— Article —
--- BEGIN ---
Attribute Wrangle performance and grouping

Forums Technical Discussion Attribute Wrangle performance and grouping

5318 9 2


Rubs: Member; 14 posts; Joined: Feb. 2017; Offline

April 7, 2017 7:26 a.m.

Hi,

I keep running into situations similar to these (Houdini 15.5.x):

1. Let's say I have a sop geometry of N points flowing into a chain of 4 attribute wrangle nodes (all time dependent so execution happens every frame). It is significantly faster to have the code in these four independent nodes moved into a single attribute wrangle. I can see how there might be an explanation, but I would like to know exactly why this happens, just to gain some understanding of what's happening in the network when passing geo from node to node.

2. Let's consider the previous geo from 1. and also a geo with double the amount of points organised in two different groups of equal size (half and half, that is N points and N points). If I put the geometry from 1. through an attribute wrangle node I would expect to get roughly the same performance as when I put the geometry with double the amount of points but acting only in one of the groups (using group param). In theory there is only vex execution happening in N points for both cases, but the performance drops significantly with the latter. Why is this? Is there a betterway to act on groups selectively with performance in mind?

Thank you very much beforehand!

Cheers


bonsak: Member; 459 posts; Joined: Oct. 2011; Offline

April 7, 2017 8:14 a.m.

Hi
Much easier to answer if you post an example.

-b

http://www.racecar.no [www.racecar.no]


jlait: Staff; 6225 posts; Joined: July 2005; Offline

April 7, 2017 11:17 a.m.

1) Geometry is *not* passed node-to-node in Houdini. Each node has its own geometry that it copies from its input. This is why you can move the display flag upstream and see intermediate results without recooking. There is a huge amount of optimizations that make this not as crazy as it sounds.

First, note your first-frame time will always be significantly slower as the VEX has to be compiled & optimized.

Barring this, one has to deal with the natural overhead of invoking VEX. At best, all the attributes you bind need to be streamed out of your source gdp into the VEX engine, then streamed back into the original attributes. If your kernel is simple enough, this can take most of the time. Also, if you are working with array attributes, it can be particularly important to make sure you aren't writing back attributes you only read. The “Attributes to Create” mask can be used to ensure you don't do this. We can't determine if an attribute is written to or not, so any attribute you access will be written back if this is the default value.

We're continuously spending effort to minimize this overhead, however. 16.0 has more aggressive caching of code & bindings that should help.
--- END ---
— Records for processing —
--- BEGIN ---
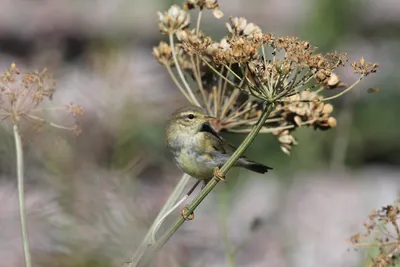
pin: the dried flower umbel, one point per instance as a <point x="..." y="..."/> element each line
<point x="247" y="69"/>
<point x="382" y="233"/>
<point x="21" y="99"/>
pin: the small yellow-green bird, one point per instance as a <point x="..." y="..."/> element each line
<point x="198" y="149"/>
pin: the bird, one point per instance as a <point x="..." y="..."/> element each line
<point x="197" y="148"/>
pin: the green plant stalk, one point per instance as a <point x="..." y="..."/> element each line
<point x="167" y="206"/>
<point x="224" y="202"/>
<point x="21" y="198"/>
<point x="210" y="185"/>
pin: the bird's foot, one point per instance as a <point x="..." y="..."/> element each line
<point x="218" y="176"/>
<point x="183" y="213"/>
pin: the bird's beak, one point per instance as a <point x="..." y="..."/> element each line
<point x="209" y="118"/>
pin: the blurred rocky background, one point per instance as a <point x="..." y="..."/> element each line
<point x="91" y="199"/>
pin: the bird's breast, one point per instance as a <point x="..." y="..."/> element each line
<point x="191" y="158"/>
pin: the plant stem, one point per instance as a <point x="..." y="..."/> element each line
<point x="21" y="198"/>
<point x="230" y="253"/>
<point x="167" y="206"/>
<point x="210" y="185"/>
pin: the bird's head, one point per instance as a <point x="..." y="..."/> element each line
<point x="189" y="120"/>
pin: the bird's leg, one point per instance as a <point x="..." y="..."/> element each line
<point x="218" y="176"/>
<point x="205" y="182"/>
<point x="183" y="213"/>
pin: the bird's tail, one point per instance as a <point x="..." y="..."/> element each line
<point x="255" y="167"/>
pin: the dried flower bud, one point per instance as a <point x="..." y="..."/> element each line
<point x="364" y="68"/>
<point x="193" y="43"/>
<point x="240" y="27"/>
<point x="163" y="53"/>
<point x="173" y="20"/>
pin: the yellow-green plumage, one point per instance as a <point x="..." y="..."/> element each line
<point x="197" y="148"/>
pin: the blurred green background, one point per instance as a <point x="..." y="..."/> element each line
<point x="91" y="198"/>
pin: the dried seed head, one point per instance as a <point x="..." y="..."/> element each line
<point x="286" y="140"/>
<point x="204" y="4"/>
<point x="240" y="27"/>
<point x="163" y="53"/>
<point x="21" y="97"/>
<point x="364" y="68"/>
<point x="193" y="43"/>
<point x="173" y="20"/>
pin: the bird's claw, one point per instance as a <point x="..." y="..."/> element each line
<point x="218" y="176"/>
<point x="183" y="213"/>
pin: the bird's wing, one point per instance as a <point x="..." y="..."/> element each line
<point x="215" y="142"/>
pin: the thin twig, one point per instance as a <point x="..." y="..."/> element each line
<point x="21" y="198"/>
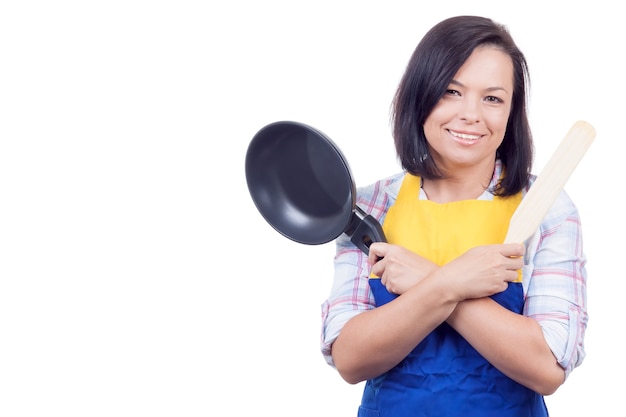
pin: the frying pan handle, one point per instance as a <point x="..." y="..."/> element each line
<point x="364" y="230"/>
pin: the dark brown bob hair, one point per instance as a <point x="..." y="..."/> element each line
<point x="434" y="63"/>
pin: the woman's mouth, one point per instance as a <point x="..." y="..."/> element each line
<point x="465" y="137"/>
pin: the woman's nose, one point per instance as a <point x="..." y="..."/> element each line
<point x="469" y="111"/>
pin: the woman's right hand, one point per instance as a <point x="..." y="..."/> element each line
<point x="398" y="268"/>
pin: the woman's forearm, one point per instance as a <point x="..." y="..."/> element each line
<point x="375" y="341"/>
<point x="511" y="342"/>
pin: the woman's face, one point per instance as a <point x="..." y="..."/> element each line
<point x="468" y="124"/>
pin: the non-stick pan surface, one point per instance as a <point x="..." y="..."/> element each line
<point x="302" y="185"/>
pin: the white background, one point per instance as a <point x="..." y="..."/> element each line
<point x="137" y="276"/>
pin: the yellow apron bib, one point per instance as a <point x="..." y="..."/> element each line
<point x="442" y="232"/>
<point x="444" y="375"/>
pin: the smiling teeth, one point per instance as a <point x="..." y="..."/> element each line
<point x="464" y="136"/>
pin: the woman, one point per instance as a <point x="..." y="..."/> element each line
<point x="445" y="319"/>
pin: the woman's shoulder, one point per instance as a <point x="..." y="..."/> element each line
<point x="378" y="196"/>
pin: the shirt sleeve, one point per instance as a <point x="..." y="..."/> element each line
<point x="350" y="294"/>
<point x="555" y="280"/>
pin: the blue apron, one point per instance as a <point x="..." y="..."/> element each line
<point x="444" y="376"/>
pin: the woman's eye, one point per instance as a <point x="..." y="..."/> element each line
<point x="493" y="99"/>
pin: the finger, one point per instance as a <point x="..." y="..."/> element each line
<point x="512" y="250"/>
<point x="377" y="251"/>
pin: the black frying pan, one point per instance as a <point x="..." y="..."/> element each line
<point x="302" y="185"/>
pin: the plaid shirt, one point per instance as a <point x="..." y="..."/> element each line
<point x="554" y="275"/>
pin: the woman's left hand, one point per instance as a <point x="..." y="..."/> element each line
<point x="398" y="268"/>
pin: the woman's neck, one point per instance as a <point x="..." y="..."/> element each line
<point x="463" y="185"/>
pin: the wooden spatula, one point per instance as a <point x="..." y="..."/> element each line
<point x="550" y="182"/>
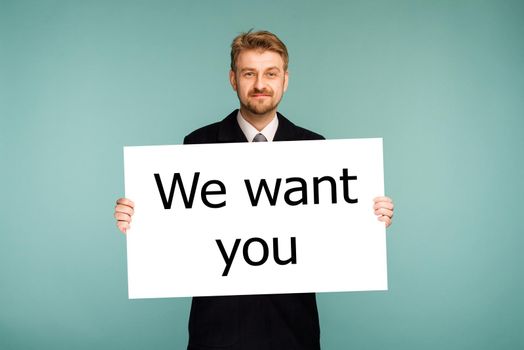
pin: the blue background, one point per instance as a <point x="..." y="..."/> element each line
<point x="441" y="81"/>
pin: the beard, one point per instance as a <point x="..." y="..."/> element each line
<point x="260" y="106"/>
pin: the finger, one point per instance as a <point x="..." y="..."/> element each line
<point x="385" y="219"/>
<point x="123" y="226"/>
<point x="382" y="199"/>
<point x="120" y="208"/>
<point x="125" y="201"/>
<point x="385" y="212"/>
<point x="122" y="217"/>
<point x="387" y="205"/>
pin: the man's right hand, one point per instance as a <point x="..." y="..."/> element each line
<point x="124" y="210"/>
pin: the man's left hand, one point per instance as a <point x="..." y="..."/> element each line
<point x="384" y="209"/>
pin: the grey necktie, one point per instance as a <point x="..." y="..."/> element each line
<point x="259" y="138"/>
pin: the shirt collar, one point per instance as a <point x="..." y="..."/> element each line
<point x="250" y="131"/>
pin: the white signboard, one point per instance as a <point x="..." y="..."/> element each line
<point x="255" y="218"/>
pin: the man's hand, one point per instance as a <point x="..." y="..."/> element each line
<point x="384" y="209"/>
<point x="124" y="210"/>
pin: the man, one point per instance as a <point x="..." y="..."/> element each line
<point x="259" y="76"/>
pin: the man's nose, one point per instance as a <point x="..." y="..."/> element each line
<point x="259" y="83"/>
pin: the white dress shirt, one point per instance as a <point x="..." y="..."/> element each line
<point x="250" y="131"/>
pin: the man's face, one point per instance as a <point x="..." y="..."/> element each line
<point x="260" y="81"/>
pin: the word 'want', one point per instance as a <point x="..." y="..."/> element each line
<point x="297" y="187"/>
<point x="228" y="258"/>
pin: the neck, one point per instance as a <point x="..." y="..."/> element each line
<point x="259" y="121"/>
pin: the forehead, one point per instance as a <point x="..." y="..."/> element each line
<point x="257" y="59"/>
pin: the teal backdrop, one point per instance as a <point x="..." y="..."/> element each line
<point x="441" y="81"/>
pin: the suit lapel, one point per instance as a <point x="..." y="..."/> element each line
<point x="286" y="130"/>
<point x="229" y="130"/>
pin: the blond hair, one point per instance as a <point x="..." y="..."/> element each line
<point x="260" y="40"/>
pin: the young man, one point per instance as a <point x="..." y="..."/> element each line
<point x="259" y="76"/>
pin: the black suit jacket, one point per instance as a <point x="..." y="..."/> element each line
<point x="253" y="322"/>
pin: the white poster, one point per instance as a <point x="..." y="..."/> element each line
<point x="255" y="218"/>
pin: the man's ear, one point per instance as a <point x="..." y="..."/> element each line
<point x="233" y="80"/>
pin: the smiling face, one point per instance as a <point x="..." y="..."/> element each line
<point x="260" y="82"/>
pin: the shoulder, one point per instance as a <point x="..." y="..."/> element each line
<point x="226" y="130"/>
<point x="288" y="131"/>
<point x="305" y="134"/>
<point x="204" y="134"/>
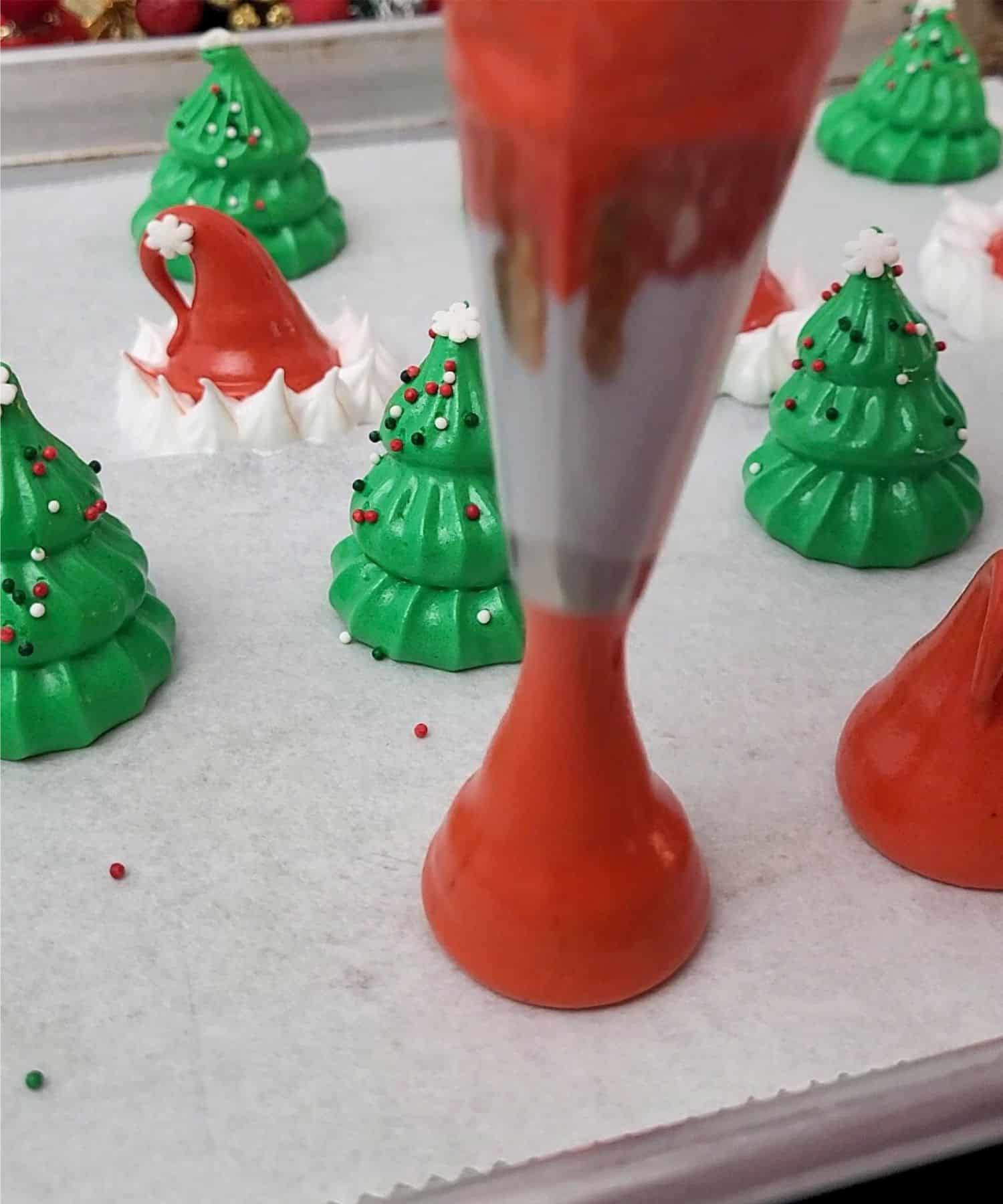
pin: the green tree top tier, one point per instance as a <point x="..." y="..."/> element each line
--- END ---
— Tasks —
- a) Answer these questions about the forum thread:
(i) Which Houdini version does the first post say it is using?
(ii) In the staff reply, what can be used to make sure attributes you only read are not written back?
(iii) Which release does the staff reply say has more aggressive caching of code and bindings?
- b) Reproduce the rows starting with the one containing "pin: the white dress" and going on through the last row, requests included, with -27 added to every coordinate in the answers. Omit the pictures.

— Per-task outputs —
- a)
(i) Houdini 15.5.x
(ii) The "Attributes to Create" mask
(iii) 16.0

- b)
pin: the white dress shirt, one point per instance as a <point x="..." y="..."/> element each line
<point x="223" y="104"/>
pin: the man's face, one point per instance as a <point x="..." y="..."/> element each line
<point x="233" y="54"/>
pin: the word 'want', one point per instance as a <point x="..." y="..."/> element each line
<point x="270" y="160"/>
<point x="201" y="231"/>
pin: the neck, one point per instance as a <point x="..." y="..."/> element each line
<point x="232" y="94"/>
pin: the forehead, one point per instance as a <point x="..." y="..."/> element each line
<point x="230" y="32"/>
pin: the teal backdrop, one point per instance as a <point x="..." y="..."/> element each line
<point x="414" y="54"/>
pin: the suit lapel, one point per instance as a <point x="..." y="..."/> element each line
<point x="259" y="103"/>
<point x="202" y="103"/>
pin: the blond hair, one point per instance as a <point x="..." y="..."/> element each line
<point x="233" y="13"/>
pin: the young man, one point per instance as a <point x="..." y="..."/> element each line
<point x="232" y="49"/>
pin: the black suit jacket, one point per instance as a <point x="..." y="..."/> element each line
<point x="226" y="295"/>
pin: the white poster, one point per instance as a <point x="..." y="..."/> element each line
<point x="228" y="191"/>
pin: the man's ear, one point per instance as a <point x="..." y="..."/> element each line
<point x="206" y="53"/>
pin: the smiling face, one point per instance as a <point x="..." y="..."/> element each line
<point x="233" y="55"/>
pin: the shoulder, one point per instance as a <point x="..." y="..."/> element each line
<point x="199" y="103"/>
<point x="261" y="104"/>
<point x="278" y="107"/>
<point x="177" y="107"/>
pin: the green tree top tier, one point per instance as a <point x="..." y="..."/> element each line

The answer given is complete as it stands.